# Exercise description
Give back the entire listing that follows, exactly.

# Extracted data
|---|

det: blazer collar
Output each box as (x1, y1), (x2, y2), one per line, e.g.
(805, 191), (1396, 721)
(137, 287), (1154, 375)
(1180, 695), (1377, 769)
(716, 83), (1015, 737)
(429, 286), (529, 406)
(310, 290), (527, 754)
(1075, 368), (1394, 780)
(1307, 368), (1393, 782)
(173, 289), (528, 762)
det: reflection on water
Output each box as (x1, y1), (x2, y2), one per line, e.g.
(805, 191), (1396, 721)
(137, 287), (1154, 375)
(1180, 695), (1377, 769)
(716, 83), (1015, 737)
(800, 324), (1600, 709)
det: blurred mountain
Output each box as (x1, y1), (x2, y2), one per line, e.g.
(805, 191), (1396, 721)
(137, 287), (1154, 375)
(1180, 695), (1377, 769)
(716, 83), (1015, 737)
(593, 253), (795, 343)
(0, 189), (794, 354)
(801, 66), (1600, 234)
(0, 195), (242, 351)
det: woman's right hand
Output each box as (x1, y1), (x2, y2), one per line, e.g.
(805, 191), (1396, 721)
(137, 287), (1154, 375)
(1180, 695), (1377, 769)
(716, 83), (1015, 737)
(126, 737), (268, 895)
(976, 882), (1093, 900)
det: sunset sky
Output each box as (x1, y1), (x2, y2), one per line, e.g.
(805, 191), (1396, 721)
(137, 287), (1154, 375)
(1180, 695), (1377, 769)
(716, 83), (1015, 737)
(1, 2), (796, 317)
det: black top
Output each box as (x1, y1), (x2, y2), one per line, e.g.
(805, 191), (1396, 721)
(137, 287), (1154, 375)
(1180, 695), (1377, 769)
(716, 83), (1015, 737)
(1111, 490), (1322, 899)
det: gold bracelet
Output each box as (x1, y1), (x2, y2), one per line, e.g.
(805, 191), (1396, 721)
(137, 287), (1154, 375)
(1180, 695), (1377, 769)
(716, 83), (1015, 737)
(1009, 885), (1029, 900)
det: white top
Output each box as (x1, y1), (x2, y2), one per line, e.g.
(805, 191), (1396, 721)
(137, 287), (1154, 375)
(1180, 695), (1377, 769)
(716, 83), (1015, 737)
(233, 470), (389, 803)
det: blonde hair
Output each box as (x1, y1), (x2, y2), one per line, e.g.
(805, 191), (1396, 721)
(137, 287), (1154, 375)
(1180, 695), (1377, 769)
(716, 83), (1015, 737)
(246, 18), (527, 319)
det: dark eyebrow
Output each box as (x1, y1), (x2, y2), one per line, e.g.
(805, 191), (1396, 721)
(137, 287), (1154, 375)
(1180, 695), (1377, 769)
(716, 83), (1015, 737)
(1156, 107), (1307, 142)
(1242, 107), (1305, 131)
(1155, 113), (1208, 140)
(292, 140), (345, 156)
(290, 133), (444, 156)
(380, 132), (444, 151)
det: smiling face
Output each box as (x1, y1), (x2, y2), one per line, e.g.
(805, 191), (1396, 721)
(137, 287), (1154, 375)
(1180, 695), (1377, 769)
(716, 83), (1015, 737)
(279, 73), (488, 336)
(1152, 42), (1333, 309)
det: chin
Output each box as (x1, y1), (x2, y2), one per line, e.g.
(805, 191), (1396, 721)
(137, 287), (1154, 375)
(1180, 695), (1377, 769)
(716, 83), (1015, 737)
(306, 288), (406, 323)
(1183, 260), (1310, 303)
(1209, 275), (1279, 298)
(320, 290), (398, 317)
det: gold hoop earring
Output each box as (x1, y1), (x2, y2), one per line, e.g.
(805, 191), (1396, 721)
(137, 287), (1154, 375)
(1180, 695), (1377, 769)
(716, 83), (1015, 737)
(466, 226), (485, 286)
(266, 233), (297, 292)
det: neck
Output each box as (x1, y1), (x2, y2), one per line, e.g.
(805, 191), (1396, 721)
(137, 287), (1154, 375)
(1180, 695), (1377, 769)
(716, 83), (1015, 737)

|---|

# Response to this exercise
det: blazer collar
Output each box as (x1, y1), (x2, y2), one per line, e.g.
(805, 191), (1396, 721)
(137, 287), (1154, 375)
(1180, 695), (1377, 769)
(716, 83), (1015, 737)
(429, 286), (529, 406)
(310, 290), (527, 754)
(1075, 368), (1394, 780)
(1307, 368), (1393, 782)
(173, 289), (528, 762)
det: reflection on water
Output each box as (x1, y1), (x2, y2), one per line, e.g.
(805, 191), (1396, 721)
(137, 287), (1154, 375)
(1180, 695), (1377, 769)
(716, 83), (1015, 737)
(800, 324), (1600, 709)
det: blurred mountain
Output each box as (x1, y1), (x2, y2), one per line, e.g.
(805, 191), (1396, 721)
(137, 287), (1154, 375)
(1180, 695), (1377, 769)
(716, 83), (1015, 737)
(593, 253), (795, 343)
(0, 189), (794, 354)
(801, 66), (1600, 234)
(0, 195), (242, 351)
det: woman's right hand
Output each box as (x1, y1), (x2, y2), one per line, e.g.
(805, 191), (1396, 721)
(137, 287), (1154, 375)
(1180, 695), (1377, 769)
(716, 83), (1015, 737)
(126, 737), (268, 895)
(976, 882), (1093, 900)
det: sunset sky
Output each box as (x1, y1), (x2, y2), one per line, e.g.
(805, 191), (1396, 721)
(137, 287), (1154, 375)
(1180, 695), (1377, 769)
(716, 83), (1015, 737)
(1, 2), (796, 317)
det: black top
Output each box as (x1, y1), (x2, y2), one per line, e.g.
(805, 191), (1396, 721)
(137, 287), (1154, 375)
(1180, 695), (1377, 769)
(716, 83), (1015, 737)
(1111, 490), (1322, 899)
det: gold bracelet
Output each box as (x1, y1), (x2, y2), one per line, e.g.
(805, 191), (1396, 721)
(137, 287), (1154, 375)
(1180, 695), (1377, 769)
(716, 83), (1015, 737)
(1009, 885), (1029, 900)
det: white top
Output each box as (x1, y1), (x2, y2), one per line, e.g.
(805, 191), (1396, 721)
(137, 287), (1154, 375)
(1180, 695), (1377, 769)
(716, 83), (1015, 737)
(233, 470), (389, 803)
det: blonde hair
Output each box as (x1, y1), (x2, y2), one per line, e.g.
(805, 191), (1396, 721)
(137, 287), (1154, 375)
(1180, 695), (1377, 769)
(716, 83), (1015, 737)
(246, 18), (527, 319)
det: dark eyebrow
Output each box as (x1, y1), (x2, y2), one per line, e.g.
(805, 191), (1396, 721)
(137, 287), (1154, 375)
(1180, 695), (1377, 769)
(716, 83), (1015, 737)
(1156, 107), (1307, 142)
(1242, 107), (1305, 131)
(1155, 113), (1208, 140)
(292, 140), (345, 156)
(290, 133), (444, 156)
(380, 132), (444, 151)
det: smiling face
Output each box as (x1, y1), (x2, y2), one per line, e.g.
(805, 191), (1396, 721)
(137, 287), (1154, 375)
(1180, 695), (1377, 769)
(716, 83), (1015, 737)
(279, 73), (488, 336)
(1152, 42), (1333, 309)
det: chin
Output each box as (x1, y1), (x2, y2), one per line, e.g.
(805, 191), (1396, 721)
(137, 287), (1154, 375)
(1180, 695), (1377, 769)
(716, 83), (1015, 737)
(306, 288), (406, 323)
(1183, 260), (1310, 303)
(1209, 275), (1279, 298)
(320, 290), (398, 317)
det: gold hoop earring
Output each box as (x1, y1), (x2, y2), one per line, e.g.
(805, 191), (1396, 721)
(137, 287), (1154, 375)
(1180, 695), (1377, 769)
(716, 83), (1015, 737)
(466, 226), (485, 286)
(266, 233), (297, 292)
det: neck
Output each box as (x1, y1), (x2, y2), one per line, e.g.
(805, 191), (1396, 721)
(137, 287), (1154, 375)
(1180, 695), (1377, 769)
(716, 83), (1015, 737)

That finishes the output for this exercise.